Records from a collection
###
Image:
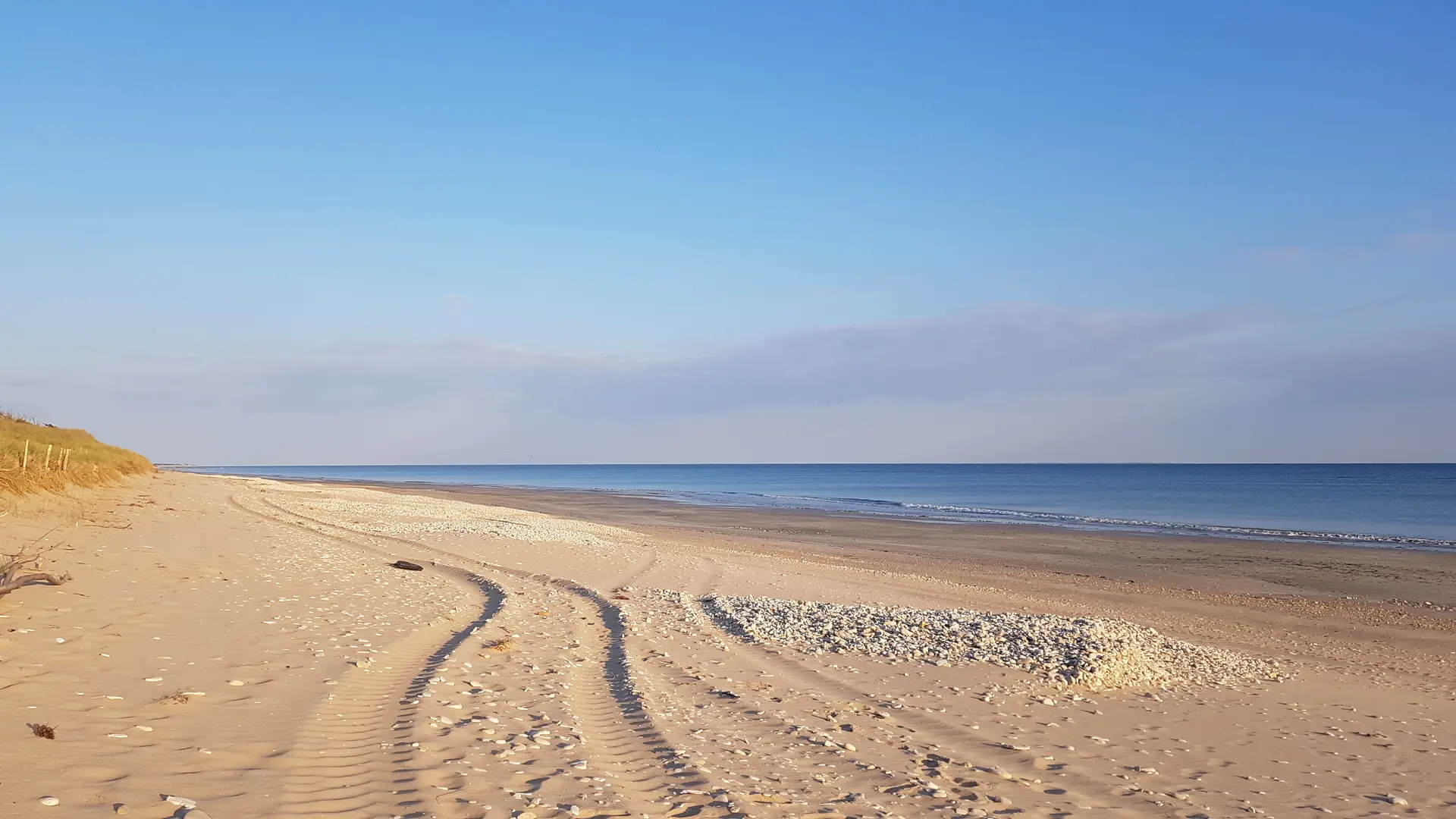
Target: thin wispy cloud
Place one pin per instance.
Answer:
(1001, 384)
###
Only the text is to be copied: please reproduce the records exactly and drop the pictures.

Image:
Target: thin wispy cloud
Place one pin per instance.
Answer:
(1001, 384)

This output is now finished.